Reproduce, without any changes, the stretch of the material from the line that contains "Would you please place a dot on the buddha's" through the line that contains "point(150, 337)".

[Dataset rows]
★ ★ ★ ★ ★
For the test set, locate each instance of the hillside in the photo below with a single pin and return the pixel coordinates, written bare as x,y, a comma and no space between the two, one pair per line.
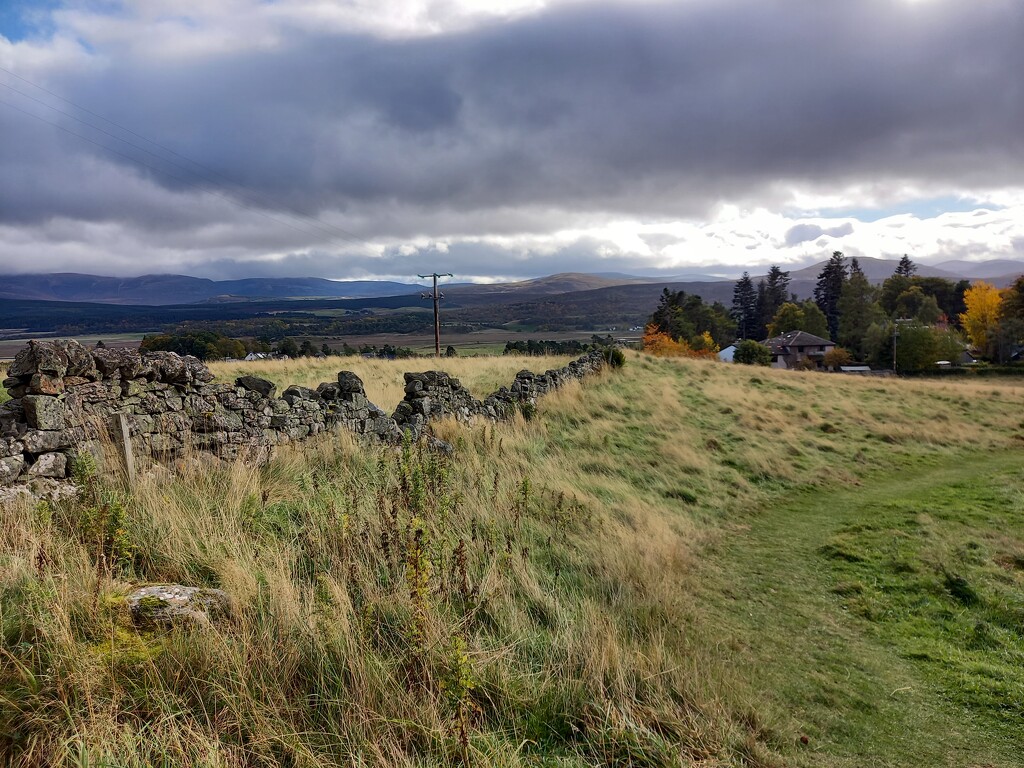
679,563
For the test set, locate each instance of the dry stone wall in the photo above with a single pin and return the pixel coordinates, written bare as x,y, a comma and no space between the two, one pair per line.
66,399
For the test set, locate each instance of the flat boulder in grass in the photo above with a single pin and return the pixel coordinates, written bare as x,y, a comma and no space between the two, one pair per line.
168,604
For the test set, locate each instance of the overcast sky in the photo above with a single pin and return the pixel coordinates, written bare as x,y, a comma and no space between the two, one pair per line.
506,138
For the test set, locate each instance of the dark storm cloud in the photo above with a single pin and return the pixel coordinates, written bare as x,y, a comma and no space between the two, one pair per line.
634,110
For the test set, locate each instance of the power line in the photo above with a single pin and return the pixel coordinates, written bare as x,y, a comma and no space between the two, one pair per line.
303,218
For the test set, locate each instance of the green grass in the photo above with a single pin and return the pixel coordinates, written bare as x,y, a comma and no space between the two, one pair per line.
681,563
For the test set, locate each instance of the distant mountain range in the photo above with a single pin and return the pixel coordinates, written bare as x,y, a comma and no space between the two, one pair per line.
161,290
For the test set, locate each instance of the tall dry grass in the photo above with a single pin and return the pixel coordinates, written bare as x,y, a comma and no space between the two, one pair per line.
526,601
383,379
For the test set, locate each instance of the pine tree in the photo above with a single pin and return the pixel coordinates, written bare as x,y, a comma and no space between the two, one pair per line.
761,330
828,288
858,308
744,307
776,293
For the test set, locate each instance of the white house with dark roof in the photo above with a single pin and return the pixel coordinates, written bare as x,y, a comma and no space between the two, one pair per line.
798,349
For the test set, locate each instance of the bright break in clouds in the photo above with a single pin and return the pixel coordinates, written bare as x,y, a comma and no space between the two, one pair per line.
238,137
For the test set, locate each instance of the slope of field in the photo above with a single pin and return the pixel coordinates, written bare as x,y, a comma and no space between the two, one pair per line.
679,563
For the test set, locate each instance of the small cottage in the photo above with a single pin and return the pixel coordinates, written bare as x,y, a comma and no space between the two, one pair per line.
798,349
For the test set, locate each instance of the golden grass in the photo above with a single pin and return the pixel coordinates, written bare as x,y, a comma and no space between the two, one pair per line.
564,633
383,379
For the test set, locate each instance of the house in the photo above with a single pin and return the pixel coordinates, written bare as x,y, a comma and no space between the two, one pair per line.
798,349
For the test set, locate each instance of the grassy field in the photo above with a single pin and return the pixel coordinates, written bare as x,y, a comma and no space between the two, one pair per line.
383,379
680,563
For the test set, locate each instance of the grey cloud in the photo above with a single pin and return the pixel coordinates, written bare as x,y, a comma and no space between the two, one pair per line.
622,110
806,232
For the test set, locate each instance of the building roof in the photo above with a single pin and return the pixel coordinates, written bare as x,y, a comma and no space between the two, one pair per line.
780,344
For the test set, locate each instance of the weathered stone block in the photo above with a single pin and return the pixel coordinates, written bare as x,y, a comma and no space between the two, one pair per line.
169,604
215,421
349,382
295,393
10,468
40,441
49,465
40,356
329,390
43,412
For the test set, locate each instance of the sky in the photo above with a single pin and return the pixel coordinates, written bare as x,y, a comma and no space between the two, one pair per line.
506,139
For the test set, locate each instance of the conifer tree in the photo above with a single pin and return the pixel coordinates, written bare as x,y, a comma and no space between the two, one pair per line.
744,307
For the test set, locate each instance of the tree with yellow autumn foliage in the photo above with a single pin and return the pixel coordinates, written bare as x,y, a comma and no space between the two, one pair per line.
981,321
660,344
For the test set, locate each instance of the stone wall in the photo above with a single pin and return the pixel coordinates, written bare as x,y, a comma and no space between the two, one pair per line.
67,399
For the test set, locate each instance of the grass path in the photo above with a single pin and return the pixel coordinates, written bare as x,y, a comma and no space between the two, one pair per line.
885,623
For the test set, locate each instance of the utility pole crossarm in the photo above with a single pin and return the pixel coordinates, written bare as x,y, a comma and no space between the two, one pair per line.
435,297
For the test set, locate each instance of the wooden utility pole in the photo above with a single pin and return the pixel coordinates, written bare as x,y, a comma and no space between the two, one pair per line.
437,318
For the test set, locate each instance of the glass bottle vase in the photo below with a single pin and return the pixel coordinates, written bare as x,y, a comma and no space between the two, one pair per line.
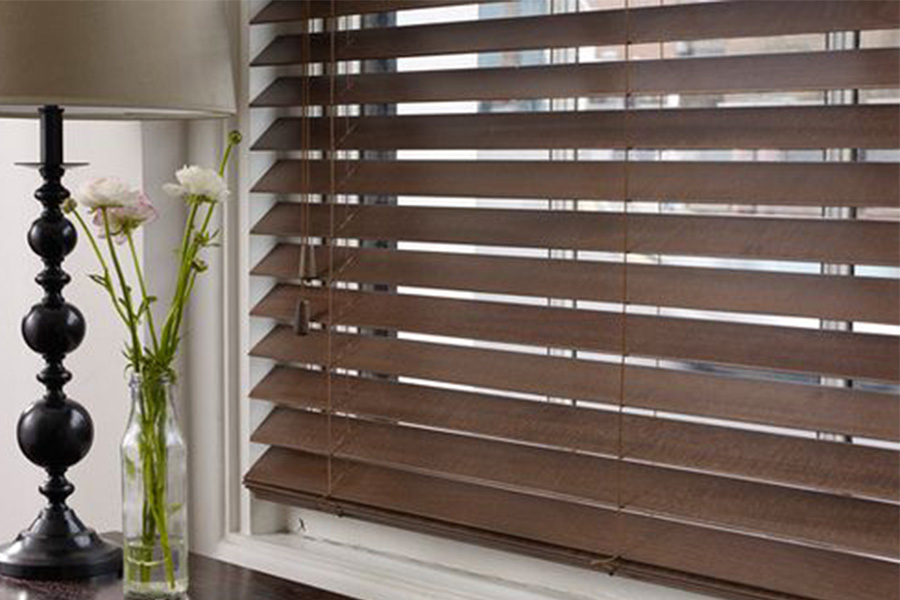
154,498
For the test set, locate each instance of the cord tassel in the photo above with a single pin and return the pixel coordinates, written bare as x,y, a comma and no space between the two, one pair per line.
301,317
307,268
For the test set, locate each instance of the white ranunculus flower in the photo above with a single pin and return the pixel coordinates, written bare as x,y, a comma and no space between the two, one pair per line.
198,182
107,192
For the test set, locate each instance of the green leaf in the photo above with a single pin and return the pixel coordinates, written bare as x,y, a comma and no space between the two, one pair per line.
98,279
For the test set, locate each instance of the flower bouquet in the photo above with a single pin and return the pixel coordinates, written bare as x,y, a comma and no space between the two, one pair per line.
154,458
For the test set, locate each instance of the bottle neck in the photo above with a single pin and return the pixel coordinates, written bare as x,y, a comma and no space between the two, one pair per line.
151,398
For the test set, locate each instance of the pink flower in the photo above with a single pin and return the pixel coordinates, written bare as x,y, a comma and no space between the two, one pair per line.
123,220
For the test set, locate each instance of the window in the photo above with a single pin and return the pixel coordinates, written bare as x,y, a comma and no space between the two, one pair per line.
612,284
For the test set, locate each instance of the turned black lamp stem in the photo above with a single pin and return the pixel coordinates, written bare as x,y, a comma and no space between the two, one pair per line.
55,432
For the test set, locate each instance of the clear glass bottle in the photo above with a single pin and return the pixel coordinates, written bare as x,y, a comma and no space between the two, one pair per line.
154,495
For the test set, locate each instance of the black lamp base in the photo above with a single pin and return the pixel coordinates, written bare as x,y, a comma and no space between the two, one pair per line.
58,546
55,432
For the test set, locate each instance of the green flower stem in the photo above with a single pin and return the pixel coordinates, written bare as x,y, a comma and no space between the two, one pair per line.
106,285
145,298
135,354
154,364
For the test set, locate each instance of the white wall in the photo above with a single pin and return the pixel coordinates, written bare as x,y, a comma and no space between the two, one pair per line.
99,381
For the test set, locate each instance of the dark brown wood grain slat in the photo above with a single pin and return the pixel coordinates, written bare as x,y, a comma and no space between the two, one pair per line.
863,242
824,520
821,296
812,407
279,11
771,127
592,28
763,183
838,353
875,68
802,462
720,555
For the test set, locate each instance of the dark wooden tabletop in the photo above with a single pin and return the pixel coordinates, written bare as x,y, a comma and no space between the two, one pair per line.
210,580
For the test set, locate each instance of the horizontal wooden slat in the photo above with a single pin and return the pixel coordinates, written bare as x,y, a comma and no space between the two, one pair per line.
877,68
779,348
782,127
765,183
279,11
811,407
815,240
832,297
827,466
736,19
793,515
300,478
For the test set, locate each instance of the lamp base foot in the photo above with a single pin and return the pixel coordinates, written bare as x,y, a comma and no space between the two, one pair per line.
58,546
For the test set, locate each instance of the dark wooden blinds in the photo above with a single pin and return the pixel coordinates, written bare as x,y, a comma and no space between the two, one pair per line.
611,283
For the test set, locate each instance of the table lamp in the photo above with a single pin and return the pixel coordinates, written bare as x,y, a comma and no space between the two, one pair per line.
95,59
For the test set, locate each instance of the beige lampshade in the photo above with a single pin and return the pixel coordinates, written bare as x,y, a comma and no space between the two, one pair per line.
105,59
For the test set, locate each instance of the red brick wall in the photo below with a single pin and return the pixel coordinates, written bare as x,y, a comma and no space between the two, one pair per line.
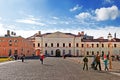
21,45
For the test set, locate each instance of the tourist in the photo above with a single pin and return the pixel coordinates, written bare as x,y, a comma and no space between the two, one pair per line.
85,60
106,63
22,57
98,61
41,58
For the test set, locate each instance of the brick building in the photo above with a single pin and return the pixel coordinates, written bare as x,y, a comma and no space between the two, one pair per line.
12,44
58,44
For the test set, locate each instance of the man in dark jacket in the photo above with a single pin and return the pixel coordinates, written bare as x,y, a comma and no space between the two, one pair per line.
85,60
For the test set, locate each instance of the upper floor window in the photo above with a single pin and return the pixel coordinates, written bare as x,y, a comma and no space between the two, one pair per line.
45,44
51,52
69,44
15,40
92,45
51,44
115,45
57,44
97,45
77,45
10,41
87,45
92,52
87,52
102,45
63,44
82,45
38,44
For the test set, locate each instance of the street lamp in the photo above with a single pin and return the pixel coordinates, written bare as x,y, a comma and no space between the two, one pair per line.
110,50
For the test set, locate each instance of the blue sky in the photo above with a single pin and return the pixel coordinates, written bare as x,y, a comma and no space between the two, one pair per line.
94,17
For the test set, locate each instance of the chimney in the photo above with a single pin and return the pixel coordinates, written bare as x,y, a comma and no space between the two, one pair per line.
82,33
115,35
39,32
8,32
78,33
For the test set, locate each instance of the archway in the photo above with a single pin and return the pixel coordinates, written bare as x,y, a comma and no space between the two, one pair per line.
58,53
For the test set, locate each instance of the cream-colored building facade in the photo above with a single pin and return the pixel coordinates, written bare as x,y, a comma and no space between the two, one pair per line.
59,44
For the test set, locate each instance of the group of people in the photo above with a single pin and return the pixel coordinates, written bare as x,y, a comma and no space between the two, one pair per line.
16,57
96,62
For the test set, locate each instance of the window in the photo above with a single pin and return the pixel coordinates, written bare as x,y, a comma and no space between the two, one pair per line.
16,40
63,52
77,45
102,45
87,52
92,52
51,52
92,45
69,44
87,45
45,44
82,45
115,45
70,52
10,42
63,44
57,44
77,52
51,44
38,44
45,52
33,44
97,45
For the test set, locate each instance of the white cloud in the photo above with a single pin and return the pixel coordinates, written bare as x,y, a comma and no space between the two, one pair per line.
2,30
77,7
30,20
110,13
100,32
55,18
83,15
109,1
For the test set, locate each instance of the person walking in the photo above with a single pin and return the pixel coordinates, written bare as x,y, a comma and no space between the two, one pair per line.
85,60
98,61
22,57
106,63
41,58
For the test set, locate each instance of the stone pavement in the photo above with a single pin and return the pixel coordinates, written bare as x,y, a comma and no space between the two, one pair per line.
52,69
115,64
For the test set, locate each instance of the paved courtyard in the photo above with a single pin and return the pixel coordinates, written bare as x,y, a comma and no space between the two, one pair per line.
52,69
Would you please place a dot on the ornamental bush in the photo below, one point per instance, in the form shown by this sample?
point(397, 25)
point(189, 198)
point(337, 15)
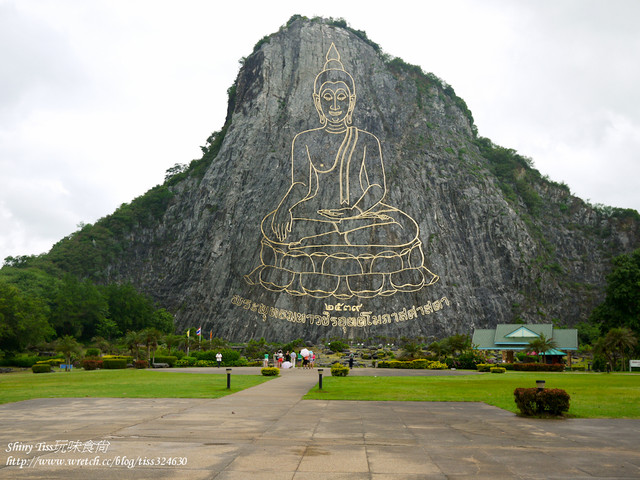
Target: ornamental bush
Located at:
point(91, 363)
point(114, 363)
point(548, 401)
point(338, 370)
point(538, 367)
point(417, 364)
point(168, 359)
point(187, 362)
point(41, 368)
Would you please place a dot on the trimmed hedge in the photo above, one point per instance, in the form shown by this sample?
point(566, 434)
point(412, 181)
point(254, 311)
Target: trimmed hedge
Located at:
point(89, 363)
point(548, 401)
point(41, 368)
point(338, 370)
point(538, 367)
point(169, 359)
point(114, 363)
point(414, 364)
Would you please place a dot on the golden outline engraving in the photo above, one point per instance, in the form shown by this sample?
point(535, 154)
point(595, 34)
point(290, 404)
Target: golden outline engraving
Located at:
point(348, 245)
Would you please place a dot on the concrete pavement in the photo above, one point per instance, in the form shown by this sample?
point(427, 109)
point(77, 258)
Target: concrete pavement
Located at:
point(269, 433)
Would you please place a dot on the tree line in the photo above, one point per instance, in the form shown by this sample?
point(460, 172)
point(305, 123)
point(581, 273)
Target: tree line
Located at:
point(37, 306)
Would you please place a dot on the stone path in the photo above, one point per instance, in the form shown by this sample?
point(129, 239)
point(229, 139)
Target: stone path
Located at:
point(269, 433)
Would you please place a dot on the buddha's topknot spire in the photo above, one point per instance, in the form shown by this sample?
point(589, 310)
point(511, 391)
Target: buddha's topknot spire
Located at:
point(333, 59)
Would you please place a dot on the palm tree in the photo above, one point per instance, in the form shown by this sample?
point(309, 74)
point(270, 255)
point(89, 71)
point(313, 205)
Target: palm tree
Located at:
point(67, 345)
point(438, 348)
point(171, 340)
point(619, 341)
point(132, 341)
point(542, 345)
point(150, 337)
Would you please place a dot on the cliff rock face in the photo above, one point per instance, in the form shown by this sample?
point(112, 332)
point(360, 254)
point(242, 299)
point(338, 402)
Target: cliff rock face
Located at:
point(400, 227)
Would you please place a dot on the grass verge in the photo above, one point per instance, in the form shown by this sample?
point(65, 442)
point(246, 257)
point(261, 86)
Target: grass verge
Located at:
point(129, 383)
point(592, 395)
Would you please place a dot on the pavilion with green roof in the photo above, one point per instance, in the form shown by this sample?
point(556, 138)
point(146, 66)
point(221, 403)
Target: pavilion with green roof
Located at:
point(509, 338)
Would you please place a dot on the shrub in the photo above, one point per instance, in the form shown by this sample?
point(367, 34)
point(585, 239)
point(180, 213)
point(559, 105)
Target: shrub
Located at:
point(128, 359)
point(538, 367)
point(205, 363)
point(114, 363)
point(41, 368)
point(548, 401)
point(338, 345)
point(187, 362)
point(91, 363)
point(139, 364)
point(418, 364)
point(54, 362)
point(169, 359)
point(338, 370)
point(22, 361)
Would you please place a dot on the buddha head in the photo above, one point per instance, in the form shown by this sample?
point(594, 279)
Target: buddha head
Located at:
point(334, 92)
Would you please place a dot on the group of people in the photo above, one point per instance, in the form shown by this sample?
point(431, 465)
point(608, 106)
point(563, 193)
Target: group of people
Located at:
point(304, 358)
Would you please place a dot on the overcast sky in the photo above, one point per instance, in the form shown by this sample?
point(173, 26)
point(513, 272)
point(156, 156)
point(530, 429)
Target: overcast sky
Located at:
point(99, 98)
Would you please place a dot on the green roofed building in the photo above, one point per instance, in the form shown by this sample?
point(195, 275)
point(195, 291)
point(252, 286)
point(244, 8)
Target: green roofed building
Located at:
point(511, 338)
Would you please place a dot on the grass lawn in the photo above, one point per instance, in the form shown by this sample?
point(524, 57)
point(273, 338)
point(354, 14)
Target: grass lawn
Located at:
point(129, 383)
point(592, 395)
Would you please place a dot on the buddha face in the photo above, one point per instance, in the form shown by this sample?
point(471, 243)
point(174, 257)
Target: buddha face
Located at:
point(334, 102)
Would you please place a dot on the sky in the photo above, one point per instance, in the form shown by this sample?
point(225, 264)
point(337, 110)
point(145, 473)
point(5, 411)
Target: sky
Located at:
point(98, 99)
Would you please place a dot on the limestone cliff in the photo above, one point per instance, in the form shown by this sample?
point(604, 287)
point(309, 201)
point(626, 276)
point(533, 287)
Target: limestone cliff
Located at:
point(502, 249)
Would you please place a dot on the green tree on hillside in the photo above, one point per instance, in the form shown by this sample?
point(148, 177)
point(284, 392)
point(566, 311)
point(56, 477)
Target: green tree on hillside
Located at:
point(23, 320)
point(68, 345)
point(621, 307)
point(615, 345)
point(78, 308)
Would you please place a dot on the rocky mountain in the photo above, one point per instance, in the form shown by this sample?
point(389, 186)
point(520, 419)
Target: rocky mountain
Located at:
point(348, 194)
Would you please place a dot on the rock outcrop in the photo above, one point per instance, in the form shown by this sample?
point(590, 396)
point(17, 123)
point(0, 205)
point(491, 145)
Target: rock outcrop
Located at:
point(213, 259)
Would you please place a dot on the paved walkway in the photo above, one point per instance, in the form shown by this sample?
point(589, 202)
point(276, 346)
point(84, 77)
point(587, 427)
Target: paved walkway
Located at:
point(269, 433)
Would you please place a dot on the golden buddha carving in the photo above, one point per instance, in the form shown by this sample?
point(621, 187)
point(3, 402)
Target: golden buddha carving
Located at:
point(331, 234)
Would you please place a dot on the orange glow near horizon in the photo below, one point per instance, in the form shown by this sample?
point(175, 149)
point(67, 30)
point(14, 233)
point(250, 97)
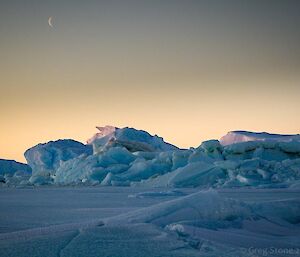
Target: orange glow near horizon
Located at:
point(188, 71)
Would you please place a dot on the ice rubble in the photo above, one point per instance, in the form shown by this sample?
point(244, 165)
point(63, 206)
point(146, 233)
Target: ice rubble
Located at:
point(12, 172)
point(44, 159)
point(130, 157)
point(238, 136)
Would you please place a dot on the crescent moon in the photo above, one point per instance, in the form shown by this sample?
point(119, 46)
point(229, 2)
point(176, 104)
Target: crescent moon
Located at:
point(50, 22)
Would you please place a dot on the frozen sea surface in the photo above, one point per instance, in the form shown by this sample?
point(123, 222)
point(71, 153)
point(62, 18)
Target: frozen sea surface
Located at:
point(109, 221)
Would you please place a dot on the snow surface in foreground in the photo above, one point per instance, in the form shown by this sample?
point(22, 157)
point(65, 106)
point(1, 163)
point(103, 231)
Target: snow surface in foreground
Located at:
point(232, 222)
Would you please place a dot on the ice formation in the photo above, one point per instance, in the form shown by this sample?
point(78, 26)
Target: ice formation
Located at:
point(45, 159)
point(130, 157)
point(12, 172)
point(238, 136)
point(11, 166)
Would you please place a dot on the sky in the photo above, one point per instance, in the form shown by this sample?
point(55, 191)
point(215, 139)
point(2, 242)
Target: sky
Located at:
point(187, 70)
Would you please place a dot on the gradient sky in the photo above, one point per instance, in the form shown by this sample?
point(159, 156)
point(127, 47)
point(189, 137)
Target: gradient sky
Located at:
point(185, 70)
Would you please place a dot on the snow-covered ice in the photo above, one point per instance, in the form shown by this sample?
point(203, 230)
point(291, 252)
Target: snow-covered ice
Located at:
point(104, 221)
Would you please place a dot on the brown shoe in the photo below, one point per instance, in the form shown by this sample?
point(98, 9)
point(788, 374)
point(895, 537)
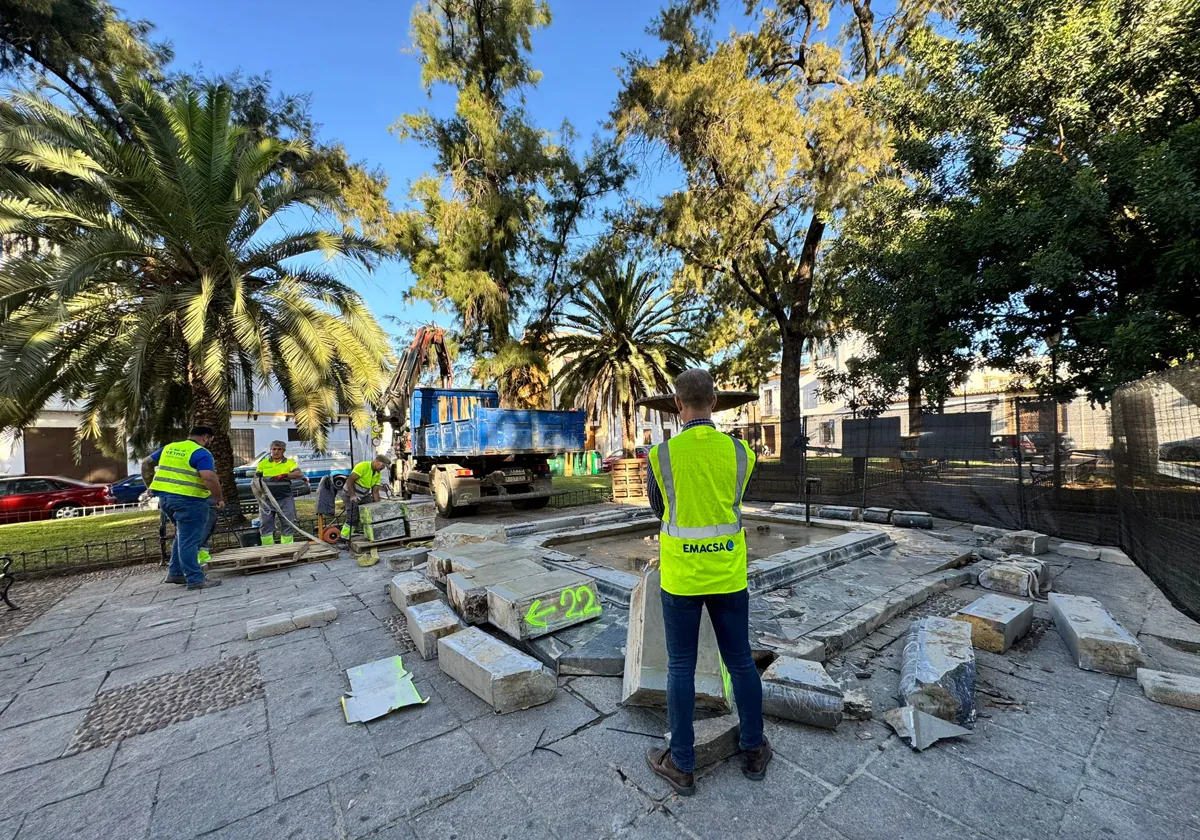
★ ★ ★ ★ ★
◆ EXERCISE ANSWER:
Would you please place a dot on the buddha's topknot spire in the photo above, one point per instance, in the form shown by this sample?
point(589, 310)
point(511, 391)
Target: buddha's topknot spire
Located at:
point(333, 59)
Would you please place a dot on the palm tree in the photo above, one point per instance, in the form shown by this sample?
point(309, 74)
point(270, 255)
point(89, 71)
point(313, 205)
Target: palm tree
Located at:
point(67, 345)
point(438, 348)
point(171, 340)
point(619, 341)
point(132, 341)
point(542, 345)
point(150, 337)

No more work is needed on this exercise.